*** Records for this task ***

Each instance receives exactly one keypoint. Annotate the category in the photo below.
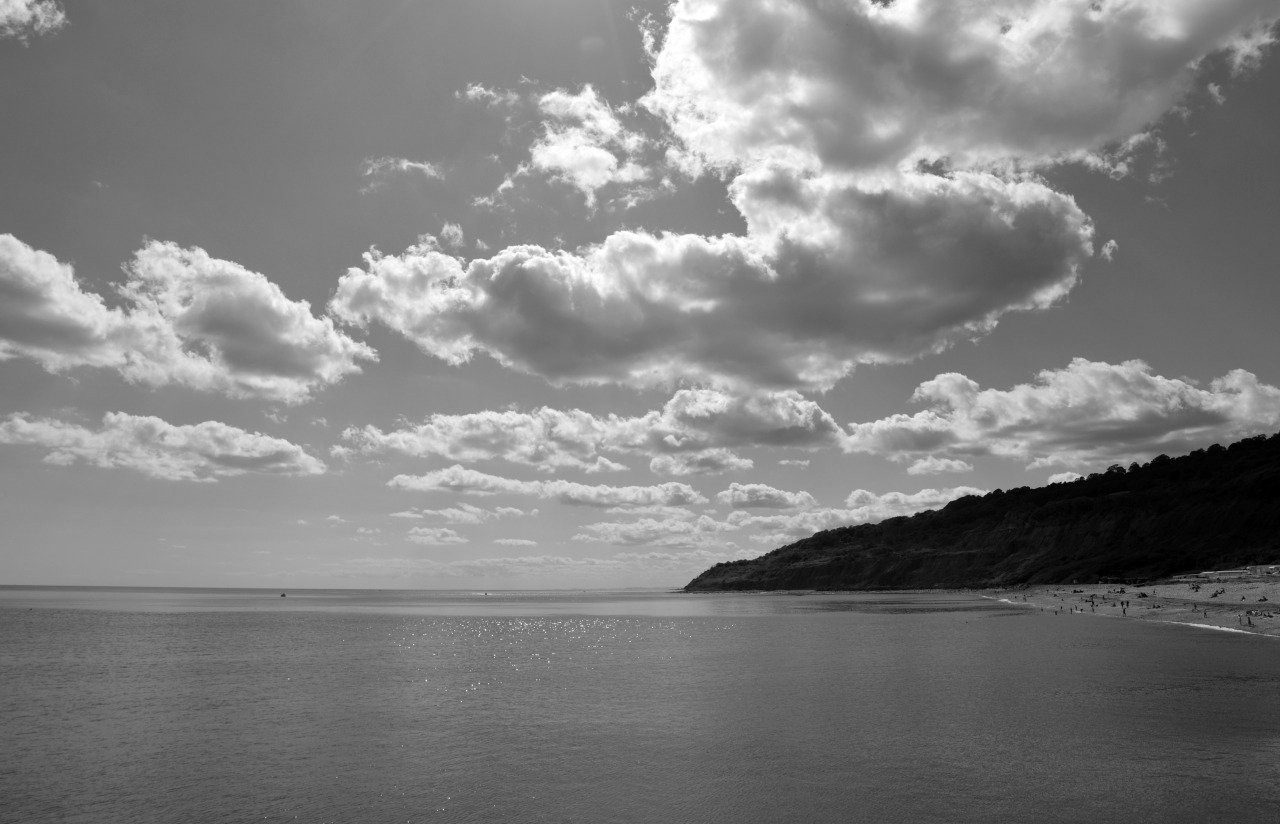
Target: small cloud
(23, 19)
(434, 536)
(452, 236)
(933, 465)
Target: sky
(577, 293)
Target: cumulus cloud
(379, 170)
(547, 439)
(23, 19)
(1086, 413)
(693, 434)
(200, 452)
(868, 86)
(458, 479)
(933, 465)
(760, 495)
(188, 319)
(650, 531)
(434, 536)
(883, 158)
(707, 462)
(584, 143)
(860, 507)
(465, 513)
(734, 312)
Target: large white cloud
(869, 86)
(458, 479)
(187, 319)
(694, 433)
(23, 19)
(781, 312)
(199, 452)
(584, 143)
(1086, 413)
(880, 156)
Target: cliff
(1211, 509)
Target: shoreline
(1246, 605)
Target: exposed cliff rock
(1211, 509)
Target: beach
(1229, 603)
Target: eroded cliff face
(1210, 509)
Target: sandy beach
(1230, 604)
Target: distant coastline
(1215, 508)
(1249, 605)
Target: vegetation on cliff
(1210, 509)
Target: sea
(176, 705)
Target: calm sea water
(238, 705)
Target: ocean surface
(369, 706)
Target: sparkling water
(240, 705)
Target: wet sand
(1239, 604)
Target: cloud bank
(1087, 413)
(458, 479)
(693, 434)
(883, 158)
(200, 452)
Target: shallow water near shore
(233, 705)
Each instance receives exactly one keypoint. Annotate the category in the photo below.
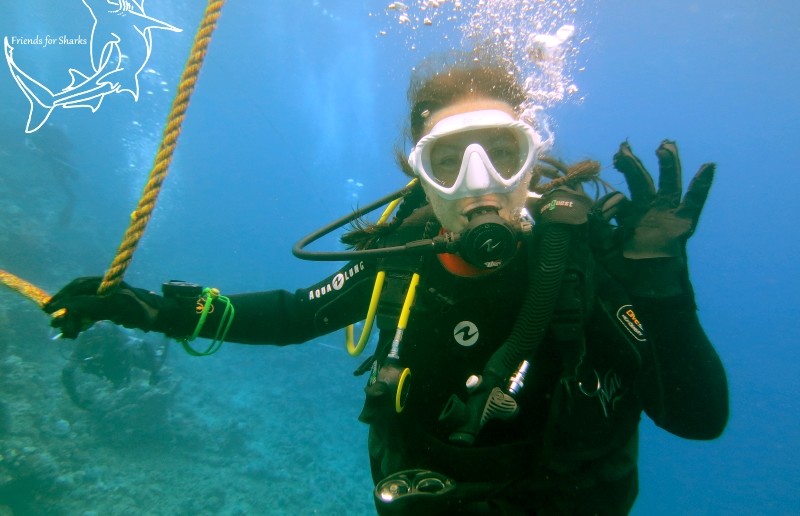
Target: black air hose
(539, 303)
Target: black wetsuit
(573, 447)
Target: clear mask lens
(505, 150)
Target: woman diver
(515, 356)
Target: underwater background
(293, 123)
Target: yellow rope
(169, 139)
(28, 290)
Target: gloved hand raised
(127, 306)
(653, 225)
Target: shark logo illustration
(119, 48)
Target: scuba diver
(515, 356)
(110, 352)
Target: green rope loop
(209, 296)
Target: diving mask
(475, 153)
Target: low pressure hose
(560, 215)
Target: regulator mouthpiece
(489, 241)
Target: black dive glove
(646, 252)
(126, 306)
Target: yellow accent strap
(406, 311)
(402, 392)
(349, 333)
(169, 139)
(368, 322)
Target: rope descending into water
(169, 139)
(141, 215)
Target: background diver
(513, 365)
(112, 353)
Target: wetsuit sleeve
(683, 384)
(278, 316)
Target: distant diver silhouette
(117, 56)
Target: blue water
(296, 113)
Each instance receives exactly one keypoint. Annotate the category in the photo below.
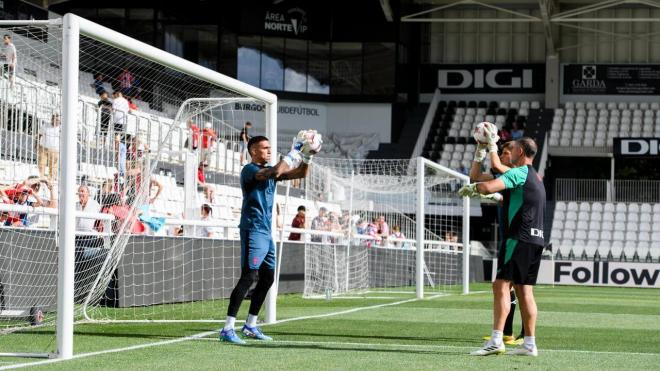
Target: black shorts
(519, 262)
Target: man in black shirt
(520, 256)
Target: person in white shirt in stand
(49, 147)
(206, 231)
(10, 57)
(120, 112)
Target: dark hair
(255, 140)
(528, 146)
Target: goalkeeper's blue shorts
(257, 248)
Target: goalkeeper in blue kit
(257, 246)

***

What the task requires
Can you write out all the rows above again, substituting "Object" for every "Target" and changing nothing else? Leave the pictures out.

Worked answer
Each instance receives exactly one keypoint. Annotate the category in the photo below.
Object: small cloud
(23, 19)
(434, 536)
(452, 236)
(933, 465)
Object: sky
(577, 293)
Object: cumulus cloud
(379, 170)
(547, 439)
(23, 19)
(1086, 413)
(693, 434)
(200, 452)
(868, 86)
(458, 479)
(933, 465)
(760, 495)
(188, 319)
(650, 531)
(434, 536)
(883, 158)
(707, 462)
(584, 143)
(860, 507)
(465, 513)
(734, 312)
Object: large white cloud
(869, 86)
(458, 479)
(187, 319)
(694, 433)
(23, 19)
(781, 312)
(199, 452)
(584, 143)
(1086, 413)
(880, 156)
Object: cliff
(1211, 509)
Object: shoreline
(1246, 605)
Object: exposed cliff rock
(1211, 509)
Object: beach
(1229, 603)
Object: eroded cliff face
(1210, 509)
Object: sandy beach
(1230, 604)
Object: distant coastline
(1215, 508)
(1249, 605)
Object: vegetation on cliff
(1210, 509)
Object: sea
(176, 705)
Object: calm sea water
(238, 705)
Object: ocean surface
(369, 706)
Object: sparkling water
(240, 705)
Object: wet sand
(1239, 604)
Object: cloud bank
(1087, 413)
(458, 479)
(693, 434)
(883, 158)
(200, 452)
Object: shallow water near shore
(233, 705)
Each instance receives exactly one keypoint. Annotate the category in the photo below.
Object: black air hose
(539, 303)
Object: black wetsuit
(573, 447)
Object: clear mask lens
(505, 150)
Object: woman diver
(515, 356)
Object: underwater background
(293, 123)
Object: yellow rope
(169, 139)
(28, 290)
Object: gloved hand raised
(127, 306)
(653, 225)
Object: shark logo illustration
(119, 48)
Object: scuba diver
(515, 356)
(110, 352)
Object: green rope loop
(209, 296)
Object: diving mask
(475, 153)
Object: low pressure hose
(560, 215)
Object: regulator mouthpiece
(489, 241)
Object: black dive glove
(646, 252)
(126, 306)
Object: yellow accent strap
(406, 311)
(402, 392)
(349, 333)
(169, 139)
(368, 322)
Object: rope descending into water
(169, 139)
(141, 215)
Object: background diver
(513, 365)
(112, 353)
Object: wetsuit sleeve
(683, 384)
(278, 316)
Object: distant diver silhouette
(117, 56)
Object: blue water
(296, 113)
Each instance receives exactly one keypoint. Annotate the category in the photo below.
Object: black shorts
(519, 262)
Object: man in black shirt
(520, 256)
Object: person in white shirt in stand
(49, 147)
(206, 231)
(10, 57)
(120, 112)
Object: dark hair
(255, 140)
(528, 146)
Object: goalkeeper's blue shorts
(257, 248)
Object: goalkeeper in blue kit
(257, 246)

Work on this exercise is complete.